(SELECTED PASSAGE):
>>
Like \ccode{\_Set}, but with \ccode{sprintf()}-style semantics.  Sets
some string value in \ccode{obj} according to the
\ccode{sprintf()}-style \ccode{fmtstring} and any subsequence
\ccode{sprintf()}-style arguments. If a value was already set, it is
replaced with the new one. If any memory needs to be reallocated or
free'd, this is done.  \ccode{\_Format} functions have some
appropriate longer name, like
\ccode{esl\_msa\_FormatSeqDescription()}.

Because \ccode{fmtstring} is a \ccode{printf()}-style format string,
it must not contain '\%' characters. \ccode{\_Format*} functions
should only be used with format strings set by a program; they should
not be used to copy user input that might contain '\%' characters.
\end{sreapi}


%%%%%%%%%%%%%%%%
\subsection{Debugging, testing, development}
%%%%%%%%%%%%%%%%

\begin{sreapi}
\hypertarget{ifc:Validate}
{\item[\_Validate*(obj, errbuf...)]}

Checks that the internals of \ccode{obj} are all right. Returns
\ccode{eslOK} if they are, and returns \ccode{eslFAIL} if they
aren't. Additionally, if the caller provides a non-\ccode{NULL}
message buffer \ccode{errbuf}, on failure, an informative message
describing the reason for the failure is formatted and left in
\ccode{errbuf}. If the caller provides this message buffer, it must
allocate it for at least \ccode{eslERRBUFSIZE} characters.

Failures in \ccode{\_Validate()} routines are handled by
\ccode{ESL\_FAIL()} (or \ccode{ESL\_XFAIL()}, if the validation
routine needs to do any memory cleanup).  Validation failures are
classified as normal (returned) errors so that \ccode{\_Validate()}
routines can be used in production code -- for example, to validate
user input.

At the same time, because the \ccode{ESL\_FAIL()} and
\ccode{ESL\_XFAIL()} macros call the stub \ccode{esl\_fail()}, you can
set a debugging breakpoint on \ccode{esl\_fail} to get a
\ccode{\_Validate()} routine fail immediately at whatever test
failed. 

The \ccode{errbuf} message therefore can be coarse-grained
(``validation of object X failed'') or fine-grained (``in object X,
data element Y fails test Z''). A validation of user input (which we
expect to fail often) should be fine-grained, to return maximally
useful information about what the user did wrong. A validation of
internal data can be very coarse-grained, knowing that a developer can
simply set a breakpoint in \ccode{esl\_fail()} to get at exactly where
a validation failed.

A \ccode{\_Validate()} function is not intended to test all possible
invalid states of an object, even if that were feasible. Rather, the
goal is to automatically catch future problems we've already seen in
past debugging and testing. So a \ccode{\_Validate()} function is a
place to systematically organize a set of checks that essentially
amount to regression tests against past debugging/testing efforts.

\hypertarget{ifc:Compare}
{\item[\_Compare*(obj1, obj2...)]}

Compares \ccode{obj1} to \ccode{obj2}. Returns \ccode{eslOK} if the
contents are judged to be identical, and \ccode{eslFAIL} if they
differ. When the comparison involves floating point scalar
comparisons, a fractional tolerance argument \ccode{tol} is also
passed.
<<
(DATA LINES):
>>
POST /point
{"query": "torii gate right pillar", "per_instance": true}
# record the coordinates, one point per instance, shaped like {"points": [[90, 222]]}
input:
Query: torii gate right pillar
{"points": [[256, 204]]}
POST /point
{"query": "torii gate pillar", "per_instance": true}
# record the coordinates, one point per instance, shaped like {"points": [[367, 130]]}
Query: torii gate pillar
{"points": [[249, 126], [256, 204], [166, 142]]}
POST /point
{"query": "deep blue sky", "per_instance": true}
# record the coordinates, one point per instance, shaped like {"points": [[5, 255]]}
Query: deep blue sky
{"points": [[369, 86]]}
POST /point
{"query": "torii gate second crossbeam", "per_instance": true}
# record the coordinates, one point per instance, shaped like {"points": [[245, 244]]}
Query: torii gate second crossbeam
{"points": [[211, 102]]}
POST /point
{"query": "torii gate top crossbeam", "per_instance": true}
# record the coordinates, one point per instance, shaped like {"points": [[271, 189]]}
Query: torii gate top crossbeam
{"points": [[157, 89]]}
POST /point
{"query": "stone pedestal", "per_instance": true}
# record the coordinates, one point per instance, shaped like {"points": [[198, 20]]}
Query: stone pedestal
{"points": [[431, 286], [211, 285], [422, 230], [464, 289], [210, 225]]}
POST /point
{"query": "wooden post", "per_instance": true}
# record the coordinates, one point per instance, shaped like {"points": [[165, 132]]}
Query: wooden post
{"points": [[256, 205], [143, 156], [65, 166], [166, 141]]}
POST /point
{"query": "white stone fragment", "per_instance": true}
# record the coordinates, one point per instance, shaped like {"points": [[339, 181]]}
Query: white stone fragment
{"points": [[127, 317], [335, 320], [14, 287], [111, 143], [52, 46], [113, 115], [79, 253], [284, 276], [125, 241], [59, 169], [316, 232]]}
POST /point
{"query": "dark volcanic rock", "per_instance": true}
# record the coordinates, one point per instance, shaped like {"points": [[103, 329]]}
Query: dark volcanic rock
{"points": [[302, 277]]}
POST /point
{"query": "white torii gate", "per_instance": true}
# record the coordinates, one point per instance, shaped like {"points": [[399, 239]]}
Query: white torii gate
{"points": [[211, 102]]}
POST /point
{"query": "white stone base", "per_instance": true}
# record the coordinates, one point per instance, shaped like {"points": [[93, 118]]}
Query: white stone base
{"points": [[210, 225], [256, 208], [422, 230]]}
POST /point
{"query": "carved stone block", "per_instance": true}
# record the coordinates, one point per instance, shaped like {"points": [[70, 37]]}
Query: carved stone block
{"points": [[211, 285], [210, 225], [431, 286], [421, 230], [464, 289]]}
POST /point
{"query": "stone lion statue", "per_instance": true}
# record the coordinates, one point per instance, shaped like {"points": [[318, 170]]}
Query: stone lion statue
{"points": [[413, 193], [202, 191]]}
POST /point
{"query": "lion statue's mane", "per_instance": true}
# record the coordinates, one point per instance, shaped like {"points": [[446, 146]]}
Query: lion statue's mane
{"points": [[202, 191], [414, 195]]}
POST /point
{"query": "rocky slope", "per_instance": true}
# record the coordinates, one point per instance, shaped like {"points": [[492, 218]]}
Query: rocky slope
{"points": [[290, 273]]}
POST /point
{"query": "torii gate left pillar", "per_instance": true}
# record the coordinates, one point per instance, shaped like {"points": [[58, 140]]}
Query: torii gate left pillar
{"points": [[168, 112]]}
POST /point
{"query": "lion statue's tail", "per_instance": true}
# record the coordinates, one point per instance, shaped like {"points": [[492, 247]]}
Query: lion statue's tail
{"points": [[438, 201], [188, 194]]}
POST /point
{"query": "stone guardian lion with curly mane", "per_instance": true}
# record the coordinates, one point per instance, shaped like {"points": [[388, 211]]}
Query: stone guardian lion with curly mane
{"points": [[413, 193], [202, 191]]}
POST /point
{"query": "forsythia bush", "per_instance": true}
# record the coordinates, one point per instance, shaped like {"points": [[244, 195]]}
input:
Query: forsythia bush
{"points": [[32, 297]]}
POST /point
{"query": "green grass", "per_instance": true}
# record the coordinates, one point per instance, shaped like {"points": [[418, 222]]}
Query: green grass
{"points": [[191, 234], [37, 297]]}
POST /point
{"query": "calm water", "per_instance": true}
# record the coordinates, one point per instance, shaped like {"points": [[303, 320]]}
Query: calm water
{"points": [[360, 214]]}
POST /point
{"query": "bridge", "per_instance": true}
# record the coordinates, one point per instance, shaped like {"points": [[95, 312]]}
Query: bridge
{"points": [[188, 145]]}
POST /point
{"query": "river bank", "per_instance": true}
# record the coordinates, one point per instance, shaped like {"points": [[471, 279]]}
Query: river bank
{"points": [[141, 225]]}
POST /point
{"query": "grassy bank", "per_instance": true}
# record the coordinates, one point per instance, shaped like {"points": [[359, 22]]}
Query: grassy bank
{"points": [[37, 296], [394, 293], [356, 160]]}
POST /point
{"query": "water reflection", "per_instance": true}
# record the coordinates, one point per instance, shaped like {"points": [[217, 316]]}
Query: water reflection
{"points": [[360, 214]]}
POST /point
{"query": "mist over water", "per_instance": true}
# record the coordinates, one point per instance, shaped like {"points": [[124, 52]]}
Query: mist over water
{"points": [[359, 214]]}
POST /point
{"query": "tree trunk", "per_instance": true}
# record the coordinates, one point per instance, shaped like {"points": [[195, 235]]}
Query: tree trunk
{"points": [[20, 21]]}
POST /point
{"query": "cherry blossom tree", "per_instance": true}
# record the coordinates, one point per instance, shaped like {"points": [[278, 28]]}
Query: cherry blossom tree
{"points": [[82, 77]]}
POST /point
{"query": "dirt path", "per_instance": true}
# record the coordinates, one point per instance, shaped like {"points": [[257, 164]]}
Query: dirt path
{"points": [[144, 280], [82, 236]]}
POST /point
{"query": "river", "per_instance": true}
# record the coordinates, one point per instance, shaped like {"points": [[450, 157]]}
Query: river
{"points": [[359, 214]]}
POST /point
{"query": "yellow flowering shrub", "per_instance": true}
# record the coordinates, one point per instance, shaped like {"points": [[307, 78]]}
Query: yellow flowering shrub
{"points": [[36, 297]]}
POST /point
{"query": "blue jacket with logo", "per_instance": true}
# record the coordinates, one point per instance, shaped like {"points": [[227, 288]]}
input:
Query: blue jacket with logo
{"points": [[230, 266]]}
<<
(TO BE DONE):
[A] In the API documentation excerpt, why can the errbuf message from a validation of internal data be very coarse-grained?
[B] Write the next part of the API documentation excerpt, picking up right after its last sentence.

(SET OF ANSWERS):
[A] A developer can set a breakpoint in esl_fail() to see exactly where the validation failed. This works because the ESL_FAIL() and ESL_XFAIL() macros call the stub esl_fail().

[B]
Failures in \ccode{\_Compare()} functions are handled by
\ccode{ESL\_FAIL()} (or \ccode{ESL\_XFAIL()}, if the validation
routine needs to do any memory cleanup), because they may be used in a
context where a ``failure'' is expected; for example, when using
\ccode{esl\_dmatrix\_Compare()} as a test for successful convergence
of a matrix algebra routine. 

However, the main use of \ccode{\_Compare()} functions is in unit
tests. During debugging and development, we want to see exactly where
a comparison failed, and we don't want to have to write a bunch
laboriously informative error messages to get that information.
Instead we can exploit the fact that the \ccode{ESL\_FAIL()} and
\ccode{ESL\_XFAIL()} macros call the stub \ccode{esl\_fail()}; you can
set a debugging breakpoint in \ccode{esl\_fail()} to stop execution in
the failure macros.

\hypertarget{ifc:Dump}
{\item[\_Dump*(FILE *fp, obj...)]}

Prints the internals of an object in human-readable, easily parsable
tabular ASCII form. Useful during debugging and development to view
the entire object at a glance. Returns \ccode{eslOK} on success.
Unlike a more robust \ccode{\_Write()} call, \ccode{\_Dump()} call may
assume that all its writes will succeed, and does not need to check
return status of \ccode{fprintf()} or other system calls, because it
is not intended for production use.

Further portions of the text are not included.